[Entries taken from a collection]
· · · ·

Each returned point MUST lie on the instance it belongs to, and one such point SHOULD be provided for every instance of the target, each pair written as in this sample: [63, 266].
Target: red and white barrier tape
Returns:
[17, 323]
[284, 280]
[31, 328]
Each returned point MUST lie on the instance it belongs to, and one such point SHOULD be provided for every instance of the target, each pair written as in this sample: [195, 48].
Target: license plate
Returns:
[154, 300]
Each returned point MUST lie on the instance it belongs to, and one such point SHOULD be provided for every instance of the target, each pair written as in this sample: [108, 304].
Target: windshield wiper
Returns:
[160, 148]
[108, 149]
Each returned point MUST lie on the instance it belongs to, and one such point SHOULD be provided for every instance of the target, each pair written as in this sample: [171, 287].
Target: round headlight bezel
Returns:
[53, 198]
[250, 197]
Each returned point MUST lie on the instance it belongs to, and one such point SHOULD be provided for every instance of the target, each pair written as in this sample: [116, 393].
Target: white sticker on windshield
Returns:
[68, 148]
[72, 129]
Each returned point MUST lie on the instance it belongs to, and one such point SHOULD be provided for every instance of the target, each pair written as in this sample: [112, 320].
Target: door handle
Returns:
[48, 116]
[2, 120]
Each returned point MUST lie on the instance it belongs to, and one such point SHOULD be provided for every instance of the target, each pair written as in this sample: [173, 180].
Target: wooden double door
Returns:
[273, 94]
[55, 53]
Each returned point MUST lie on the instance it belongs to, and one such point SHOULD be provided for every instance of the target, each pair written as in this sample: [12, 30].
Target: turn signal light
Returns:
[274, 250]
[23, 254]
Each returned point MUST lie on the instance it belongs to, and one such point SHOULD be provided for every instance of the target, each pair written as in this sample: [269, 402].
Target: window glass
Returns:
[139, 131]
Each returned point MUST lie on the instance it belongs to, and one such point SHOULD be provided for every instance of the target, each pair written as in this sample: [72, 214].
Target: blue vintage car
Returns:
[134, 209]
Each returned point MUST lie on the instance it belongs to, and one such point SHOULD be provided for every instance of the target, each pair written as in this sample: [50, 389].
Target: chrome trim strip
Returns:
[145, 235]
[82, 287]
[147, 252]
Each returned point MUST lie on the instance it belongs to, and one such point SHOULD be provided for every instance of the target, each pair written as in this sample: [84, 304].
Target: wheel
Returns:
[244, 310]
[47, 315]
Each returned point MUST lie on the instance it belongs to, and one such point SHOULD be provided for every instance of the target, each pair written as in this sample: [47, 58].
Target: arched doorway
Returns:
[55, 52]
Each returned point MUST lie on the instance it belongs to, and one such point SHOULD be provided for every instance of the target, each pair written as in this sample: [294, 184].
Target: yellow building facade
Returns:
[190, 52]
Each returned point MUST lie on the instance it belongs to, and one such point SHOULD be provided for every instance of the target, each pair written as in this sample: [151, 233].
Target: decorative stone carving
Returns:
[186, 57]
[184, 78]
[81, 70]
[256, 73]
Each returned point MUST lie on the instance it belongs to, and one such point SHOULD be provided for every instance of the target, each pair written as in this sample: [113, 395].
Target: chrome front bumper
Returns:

· · · ·

Every line above should be written out again exactly as it stands.

Each returned point MUST lie on the instance it belongs to, and one such point SHOULD be provided for every instance of the target, each pair written as in this sample: [63, 266].
Target: red and white barrier tape
Returns:
[17, 323]
[284, 280]
[31, 328]
Each returned point MUST lie on the instance it belongs to, and one such point SHOULD be provided for every instance of the target, each pair written as in this sample: [195, 48].
Target: license plate
Returns:
[154, 300]
Each returned point MUST lie on the instance it belongs to, and one such point SHOULD be provided for every instance of the target, each pair written as in this sample: [108, 304].
Target: windshield wiper
Returns:
[160, 148]
[108, 149]
Each returned point MUST lie on the instance it belongs to, and one such point SHOULD be provided for every instance of the target, each pair written as in this sample: [171, 287].
Target: round headlight bezel
Returns:
[53, 198]
[250, 197]
Each returned point MUST lie on the instance it belongs to, and one such point SHOULD be provided for every instance of the target, each pair written as in this sample: [116, 393].
Target: white sticker on windshield
Returns:
[68, 148]
[72, 129]
Each returned point MUST lie on the instance it belongs to, and one such point SHOULD be provided for every instance of the target, each pair written as in this sample: [112, 320].
Target: door handle
Returns:
[48, 116]
[2, 120]
Each returned point MUST lie on the instance it belongs to, and one such point SHOULD be provided for every instance of the target, each pair written as in this sample: [173, 180].
Target: wooden double door
Returns:
[273, 94]
[55, 53]
Each returned point MUST lie on the instance it belongs to, and one such point SHOULD be provided for every instance of the target, each pair written as in this sample: [12, 30].
Target: turn signal light
Returns:
[274, 250]
[23, 254]
Each returned point MUST lie on the instance it belongs to, and one such point SHOULD be provided for every instance of the target, each pair written as in this sample: [269, 402].
Target: window glass
Returns:
[139, 131]
Each returned point MUST lie on the instance it belongs to, and one such point SHOULD be provided for every instance of the target, each pair written as in this sample: [72, 214].
Target: blue vintage car
Returns:
[134, 209]
Each returned point MUST lie on the instance it belongs to, and one such point SHOULD be provided for every instance of the target, each pair written as in this sample: [50, 389].
Target: chrome trim strip
Returns:
[145, 235]
[82, 287]
[147, 252]
Each returned point MUST lie on the instance it belongs to, and one such point SHOULD be provided for every instance of the target, each pair written as in this sample: [84, 304].
Target: wheel
Returns:
[244, 310]
[47, 315]
Each returned point MUST lie on the instance it belongs to, and one such point SHOULD be provided for every instance of the target, each pair written as in this sample: [47, 58].
Target: arched doorway
Returns:
[55, 52]
Each returned point MUST lie on the instance it belongs to, and one such point SHOULD be provided for every instance of the target, each pair written as in this sample: [294, 184].
Target: yellow building facade
Returns:
[190, 52]
Each returned point MUST lie on the instance it belongs to, and one such point SHOULD be provided for every instance of the target, each pair written as in this sample: [151, 233].
Target: decorative stone carving
Returns:
[186, 57]
[184, 78]
[81, 70]
[256, 73]
Each returned point MUST lie on the instance it belongs to, and one such point SHOULD be provided for every instance of the target, each pair written as in this sample: [113, 395].
Target: chrome front bumper
Returns:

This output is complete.